Provided passage START
March 23, 2000 (Washington) -- The painful burning and tingling sensation that many diabetics feel in their legs may be alleviated by a mild electrical shock, but this experimental treatment is being critcized as ineffective by some physicians.
This type of symptom, which results from nerve damage or neuropathy, is a common complication of diabetes, particularly among people who do not have good control over their blood sugar levels. Physicians today treat diabetic neuropathy with a number of drugs that are not approved for the relief of these symptoms, including antidepressants and medications used to stop convulsions, as well as with drugs that are designed to relieve pain.
Some researchers believe that an electrical charge applied to the skin, a process called transcutaneous electric nerve stimulation (TENS), can relieve diabetic pain. TENS is commonly used to treat other muscle or nerve injuries. A new study published in the March issue of the journal Diabetes Care examined the effect of combining TENS with acupuncture needles to which a mild electrical charge had been applied. Each of the 50 people in the study had 10 needles inserted in their legs and feet and received 30-minute charges every week for three weeks. To compare the effect, the researchers also applied needle insertion without the electrical charge for three weeks. All patients were required to have their diabetes under steady control, although the investigators did not monitor the patients for this. Patients were permitted to take typical pain medications as needed.
The study was undertaken by Mohammed A. Hazma, MD, Paul E. White, PhD, MD, and their colleagues in the department of anesthesiology and pain management at the University of Texas Southwestern Medical Center in Dallas. White is the chairman of the department.
Compared with how they felt at the start of the study, the patients reported levels of pain, physical activity, and quality of sleep that were all improved by the end of the study period for the active needles but not for the period of the needle treatment without the electrical charge. Patients also reported a 49% reduction in daily use of pain medication, compared with a 14% reduction during the nonelectrified needle treatment period. Some patients continued having weekly treatments after the study concluded and indicated that they were "willing to pay extra money" for their treatments. None reported side effects.
Provided passage END
Records shown START
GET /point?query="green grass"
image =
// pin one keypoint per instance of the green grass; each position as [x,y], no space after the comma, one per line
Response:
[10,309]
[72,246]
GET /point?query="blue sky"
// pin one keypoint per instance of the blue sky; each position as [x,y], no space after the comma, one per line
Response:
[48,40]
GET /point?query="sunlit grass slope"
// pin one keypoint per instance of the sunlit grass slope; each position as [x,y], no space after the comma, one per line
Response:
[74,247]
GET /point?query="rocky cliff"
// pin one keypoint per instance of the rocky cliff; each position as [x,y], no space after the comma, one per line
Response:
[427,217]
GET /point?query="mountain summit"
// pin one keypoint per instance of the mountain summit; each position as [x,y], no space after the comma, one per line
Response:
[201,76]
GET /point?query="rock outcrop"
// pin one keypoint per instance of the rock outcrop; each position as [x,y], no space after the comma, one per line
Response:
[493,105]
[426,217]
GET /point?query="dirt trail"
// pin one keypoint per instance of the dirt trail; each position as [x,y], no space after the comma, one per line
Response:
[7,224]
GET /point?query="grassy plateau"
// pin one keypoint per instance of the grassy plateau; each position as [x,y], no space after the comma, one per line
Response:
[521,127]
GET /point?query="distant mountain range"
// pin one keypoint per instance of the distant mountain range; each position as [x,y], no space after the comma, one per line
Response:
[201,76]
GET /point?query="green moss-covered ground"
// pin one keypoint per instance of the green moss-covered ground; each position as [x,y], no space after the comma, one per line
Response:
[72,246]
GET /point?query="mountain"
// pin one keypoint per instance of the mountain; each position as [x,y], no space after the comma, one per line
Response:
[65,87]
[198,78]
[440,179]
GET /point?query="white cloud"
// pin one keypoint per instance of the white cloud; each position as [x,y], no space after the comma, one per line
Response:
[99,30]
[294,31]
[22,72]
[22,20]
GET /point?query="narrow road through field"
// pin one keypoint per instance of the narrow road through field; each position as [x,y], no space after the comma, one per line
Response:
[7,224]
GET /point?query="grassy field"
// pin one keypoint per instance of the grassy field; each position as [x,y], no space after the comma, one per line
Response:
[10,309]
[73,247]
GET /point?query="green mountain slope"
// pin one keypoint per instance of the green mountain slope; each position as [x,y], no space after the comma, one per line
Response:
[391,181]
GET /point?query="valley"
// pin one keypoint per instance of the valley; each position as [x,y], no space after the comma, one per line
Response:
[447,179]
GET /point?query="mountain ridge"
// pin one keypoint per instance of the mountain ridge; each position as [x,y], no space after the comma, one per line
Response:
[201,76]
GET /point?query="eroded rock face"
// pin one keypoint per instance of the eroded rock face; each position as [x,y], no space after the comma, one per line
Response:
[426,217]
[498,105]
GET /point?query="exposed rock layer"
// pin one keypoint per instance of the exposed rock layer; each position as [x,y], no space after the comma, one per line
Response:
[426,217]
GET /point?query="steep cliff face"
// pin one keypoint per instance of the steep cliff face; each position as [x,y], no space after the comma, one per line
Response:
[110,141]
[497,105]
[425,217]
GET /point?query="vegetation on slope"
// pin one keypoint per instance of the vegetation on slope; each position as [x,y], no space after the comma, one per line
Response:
Records shown END
● **Required actions**:
1 – In the diabetic nerve pain article, what percentage reduction in daily pain medication use did patients report during the period with the electrified needles?
2 – Copy the part of the diabetic nerve pain article from "This type of" up to and including "to relieve pain.", word for word.

● **Exercise results**:
1 – 49%

2 –
This type of symptom, which results from nerve damage or neuropathy, is a common complication of diabetes, particularly among people who do not have good control over their blood sugar levels. Physicians today treat diabetic neuropathy with a number of drugs that are not approved for the relief of these symptoms, including antidepressants and medications used to stop convulsions, as well as with drugs that are designed to relieve pain.